• **WHAT YOU ARE ASKED TO DO**
Each line starting at the one that contains "box: [294, 162, 568, 242]" and ending at the one that contains "box: [16, 113, 1080, 720]" must be returned exactly, and the rest of the listing is left out.

• **SUPPLIED ENTRIES**
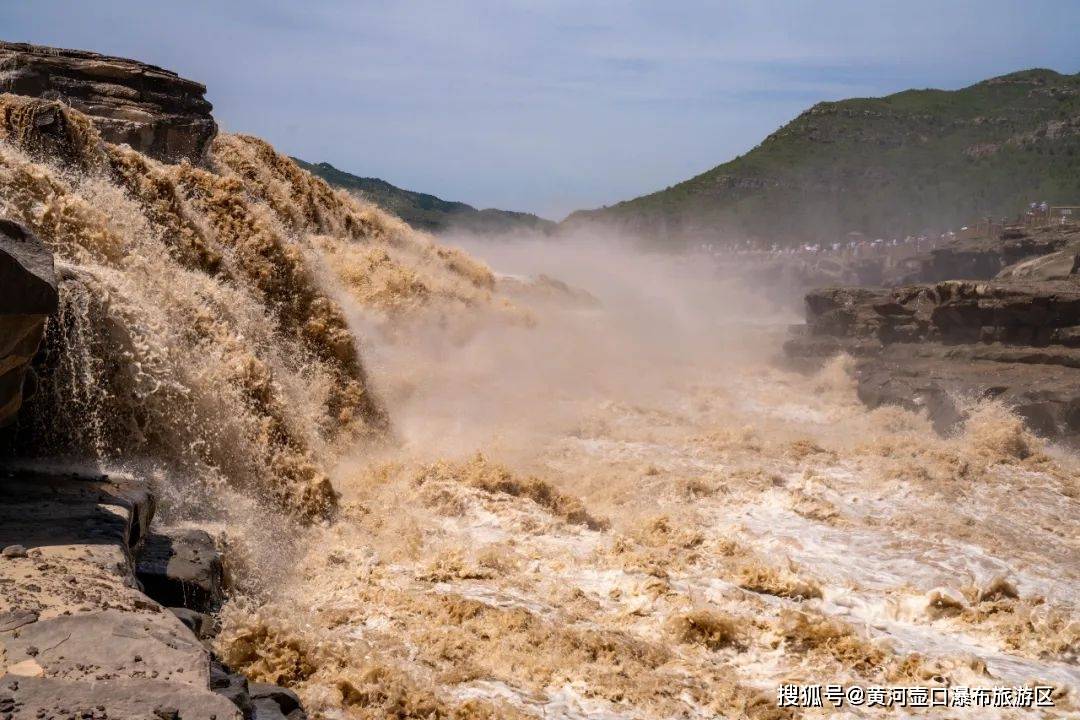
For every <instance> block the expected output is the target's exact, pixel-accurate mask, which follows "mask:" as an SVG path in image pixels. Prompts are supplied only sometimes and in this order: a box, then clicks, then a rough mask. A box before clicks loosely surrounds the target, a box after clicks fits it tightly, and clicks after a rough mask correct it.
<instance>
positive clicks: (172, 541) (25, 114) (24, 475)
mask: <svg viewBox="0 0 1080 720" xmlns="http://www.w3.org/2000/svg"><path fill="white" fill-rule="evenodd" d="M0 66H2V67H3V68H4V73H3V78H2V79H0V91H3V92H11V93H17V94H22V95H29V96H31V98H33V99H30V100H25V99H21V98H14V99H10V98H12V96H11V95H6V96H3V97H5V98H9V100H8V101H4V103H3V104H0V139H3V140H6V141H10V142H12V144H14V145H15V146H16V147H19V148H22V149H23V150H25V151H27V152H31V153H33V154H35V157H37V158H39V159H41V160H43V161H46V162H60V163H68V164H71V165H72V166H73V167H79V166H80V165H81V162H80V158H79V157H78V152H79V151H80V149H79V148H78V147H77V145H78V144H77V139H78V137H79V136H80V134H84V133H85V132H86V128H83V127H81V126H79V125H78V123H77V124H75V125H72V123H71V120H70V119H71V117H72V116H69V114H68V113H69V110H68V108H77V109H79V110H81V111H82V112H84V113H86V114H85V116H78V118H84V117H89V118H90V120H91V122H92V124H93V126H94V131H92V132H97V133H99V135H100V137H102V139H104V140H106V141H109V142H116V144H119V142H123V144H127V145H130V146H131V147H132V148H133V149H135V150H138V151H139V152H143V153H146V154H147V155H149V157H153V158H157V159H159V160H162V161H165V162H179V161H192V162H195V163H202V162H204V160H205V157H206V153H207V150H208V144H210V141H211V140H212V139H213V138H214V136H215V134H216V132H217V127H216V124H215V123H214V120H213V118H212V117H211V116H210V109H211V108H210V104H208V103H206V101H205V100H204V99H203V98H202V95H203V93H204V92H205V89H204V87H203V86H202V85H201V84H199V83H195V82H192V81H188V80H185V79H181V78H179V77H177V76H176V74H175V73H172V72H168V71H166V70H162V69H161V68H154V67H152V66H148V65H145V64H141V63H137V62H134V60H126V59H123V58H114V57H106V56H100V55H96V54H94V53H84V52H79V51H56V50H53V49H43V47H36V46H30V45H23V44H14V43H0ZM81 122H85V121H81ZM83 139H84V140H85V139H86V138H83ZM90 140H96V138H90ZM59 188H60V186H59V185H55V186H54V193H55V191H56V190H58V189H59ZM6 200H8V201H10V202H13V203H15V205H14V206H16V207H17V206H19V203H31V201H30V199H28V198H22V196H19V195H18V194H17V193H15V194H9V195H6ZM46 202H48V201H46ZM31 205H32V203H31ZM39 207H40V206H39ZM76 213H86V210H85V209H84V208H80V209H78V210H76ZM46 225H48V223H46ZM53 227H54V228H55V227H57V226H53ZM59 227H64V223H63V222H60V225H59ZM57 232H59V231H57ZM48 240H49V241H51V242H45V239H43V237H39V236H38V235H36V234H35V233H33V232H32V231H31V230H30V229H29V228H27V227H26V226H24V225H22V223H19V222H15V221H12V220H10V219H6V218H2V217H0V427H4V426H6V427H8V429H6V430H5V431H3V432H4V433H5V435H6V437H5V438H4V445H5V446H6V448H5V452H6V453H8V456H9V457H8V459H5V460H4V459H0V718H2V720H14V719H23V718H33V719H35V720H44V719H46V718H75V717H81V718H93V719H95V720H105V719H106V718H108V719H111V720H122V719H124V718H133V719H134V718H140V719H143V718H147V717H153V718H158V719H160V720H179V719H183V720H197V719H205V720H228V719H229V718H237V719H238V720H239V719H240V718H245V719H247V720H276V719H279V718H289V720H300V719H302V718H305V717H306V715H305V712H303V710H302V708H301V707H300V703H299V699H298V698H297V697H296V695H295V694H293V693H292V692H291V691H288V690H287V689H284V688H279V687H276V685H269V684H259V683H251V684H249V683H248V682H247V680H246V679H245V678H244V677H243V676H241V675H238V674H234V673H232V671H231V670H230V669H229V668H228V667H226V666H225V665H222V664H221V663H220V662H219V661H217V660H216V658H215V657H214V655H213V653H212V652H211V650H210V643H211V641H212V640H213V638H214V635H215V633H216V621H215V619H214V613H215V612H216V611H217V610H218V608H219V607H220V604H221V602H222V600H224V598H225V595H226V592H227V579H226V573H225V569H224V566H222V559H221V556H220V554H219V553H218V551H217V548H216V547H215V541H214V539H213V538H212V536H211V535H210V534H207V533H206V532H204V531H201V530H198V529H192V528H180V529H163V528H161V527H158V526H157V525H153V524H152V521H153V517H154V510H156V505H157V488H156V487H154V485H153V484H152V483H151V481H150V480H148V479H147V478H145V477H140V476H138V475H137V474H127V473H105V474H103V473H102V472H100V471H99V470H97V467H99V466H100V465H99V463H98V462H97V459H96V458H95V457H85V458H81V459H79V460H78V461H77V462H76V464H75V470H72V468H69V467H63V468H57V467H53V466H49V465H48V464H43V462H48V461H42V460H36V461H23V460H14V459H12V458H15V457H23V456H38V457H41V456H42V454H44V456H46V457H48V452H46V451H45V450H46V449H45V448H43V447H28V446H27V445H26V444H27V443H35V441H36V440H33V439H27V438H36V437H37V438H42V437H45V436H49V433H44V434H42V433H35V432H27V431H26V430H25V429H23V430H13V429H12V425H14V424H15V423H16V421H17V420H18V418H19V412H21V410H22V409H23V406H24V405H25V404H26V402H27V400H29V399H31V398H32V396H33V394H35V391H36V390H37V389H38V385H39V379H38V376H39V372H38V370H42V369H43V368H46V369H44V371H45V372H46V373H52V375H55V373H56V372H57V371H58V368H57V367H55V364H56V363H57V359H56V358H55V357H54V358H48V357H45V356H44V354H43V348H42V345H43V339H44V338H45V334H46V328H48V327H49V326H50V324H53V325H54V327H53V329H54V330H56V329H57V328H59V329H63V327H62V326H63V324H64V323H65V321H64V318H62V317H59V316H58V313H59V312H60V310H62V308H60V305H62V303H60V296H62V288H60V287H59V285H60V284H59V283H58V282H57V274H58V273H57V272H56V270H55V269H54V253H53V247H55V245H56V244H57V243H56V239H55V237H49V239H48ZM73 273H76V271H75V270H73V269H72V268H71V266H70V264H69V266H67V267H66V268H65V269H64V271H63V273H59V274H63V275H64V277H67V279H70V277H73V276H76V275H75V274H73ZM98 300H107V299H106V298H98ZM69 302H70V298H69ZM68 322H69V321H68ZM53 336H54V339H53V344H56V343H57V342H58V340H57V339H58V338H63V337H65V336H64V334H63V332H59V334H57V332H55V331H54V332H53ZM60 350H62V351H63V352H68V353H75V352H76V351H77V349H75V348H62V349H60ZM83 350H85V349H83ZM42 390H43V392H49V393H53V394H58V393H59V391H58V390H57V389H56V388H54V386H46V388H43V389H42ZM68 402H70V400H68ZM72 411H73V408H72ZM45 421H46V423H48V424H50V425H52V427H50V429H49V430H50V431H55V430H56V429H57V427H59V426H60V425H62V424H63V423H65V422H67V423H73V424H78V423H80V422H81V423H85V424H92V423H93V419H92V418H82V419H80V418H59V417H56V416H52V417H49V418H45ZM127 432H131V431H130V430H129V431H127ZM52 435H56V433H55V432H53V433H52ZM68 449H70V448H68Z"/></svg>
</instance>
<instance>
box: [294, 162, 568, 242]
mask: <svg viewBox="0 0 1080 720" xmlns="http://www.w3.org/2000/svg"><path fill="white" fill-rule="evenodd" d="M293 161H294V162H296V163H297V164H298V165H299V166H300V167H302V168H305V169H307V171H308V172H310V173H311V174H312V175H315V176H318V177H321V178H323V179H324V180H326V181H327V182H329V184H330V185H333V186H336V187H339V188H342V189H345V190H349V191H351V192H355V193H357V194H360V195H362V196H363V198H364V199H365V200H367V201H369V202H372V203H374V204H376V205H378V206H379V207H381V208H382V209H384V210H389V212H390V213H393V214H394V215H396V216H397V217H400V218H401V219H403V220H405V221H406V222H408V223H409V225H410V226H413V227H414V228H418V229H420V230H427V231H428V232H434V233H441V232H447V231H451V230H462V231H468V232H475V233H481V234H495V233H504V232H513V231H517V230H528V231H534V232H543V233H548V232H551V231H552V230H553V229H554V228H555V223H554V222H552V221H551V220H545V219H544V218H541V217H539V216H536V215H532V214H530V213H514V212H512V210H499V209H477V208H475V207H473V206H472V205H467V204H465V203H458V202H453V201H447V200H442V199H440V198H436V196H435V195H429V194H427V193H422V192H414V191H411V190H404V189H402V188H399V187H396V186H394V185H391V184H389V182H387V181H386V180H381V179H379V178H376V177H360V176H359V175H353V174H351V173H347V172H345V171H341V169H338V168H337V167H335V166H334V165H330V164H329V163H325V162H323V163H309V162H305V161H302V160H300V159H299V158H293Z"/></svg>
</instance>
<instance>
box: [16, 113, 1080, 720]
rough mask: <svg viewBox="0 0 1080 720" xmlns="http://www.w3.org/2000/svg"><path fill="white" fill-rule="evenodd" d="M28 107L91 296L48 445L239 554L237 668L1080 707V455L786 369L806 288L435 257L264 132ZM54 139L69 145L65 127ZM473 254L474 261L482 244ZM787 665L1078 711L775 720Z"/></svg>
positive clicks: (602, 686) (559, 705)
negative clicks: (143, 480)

• **WRITTEN ANSWER**
box: [294, 162, 568, 242]
mask: <svg viewBox="0 0 1080 720" xmlns="http://www.w3.org/2000/svg"><path fill="white" fill-rule="evenodd" d="M293 161H294V162H296V163H297V164H298V165H299V166H300V167H302V168H305V169H307V171H308V172H310V173H311V174H312V175H315V176H318V177H321V178H323V179H324V180H326V181H327V182H329V184H330V185H333V186H336V187H339V188H342V189H345V190H349V191H351V192H355V193H357V194H360V195H362V196H363V198H364V199H365V200H367V201H369V202H372V203H374V204H376V205H378V206H379V207H381V208H382V209H384V210H389V212H390V213H393V214H394V215H396V216H397V217H400V218H401V219H403V220H405V221H406V222H408V223H409V225H410V226H413V227H414V228H418V229H420V230H427V231H428V232H434V233H441V232H447V231H451V230H462V231H468V232H475V233H481V234H495V233H504V232H513V231H517V230H528V231H534V232H543V233H548V232H551V231H552V230H553V229H554V228H555V223H554V222H552V221H551V220H545V219H544V218H541V217H539V216H536V215H532V214H530V213H514V212H512V210H499V209H477V208H475V207H473V206H472V205H467V204H465V203H458V202H453V201H447V200H442V199H440V198H436V196H435V195H429V194H427V193H422V192H414V191H411V190H404V189H402V188H399V187H396V186H394V185H391V184H389V182H387V181H386V180H381V179H379V178H376V177H360V176H359V175H353V174H351V173H347V172H345V171H341V169H338V168H337V167H335V166H334V165H330V164H329V163H325V162H323V163H309V162H305V161H302V160H300V159H299V158H293Z"/></svg>
</instance>
<instance>
box: [16, 113, 1080, 720]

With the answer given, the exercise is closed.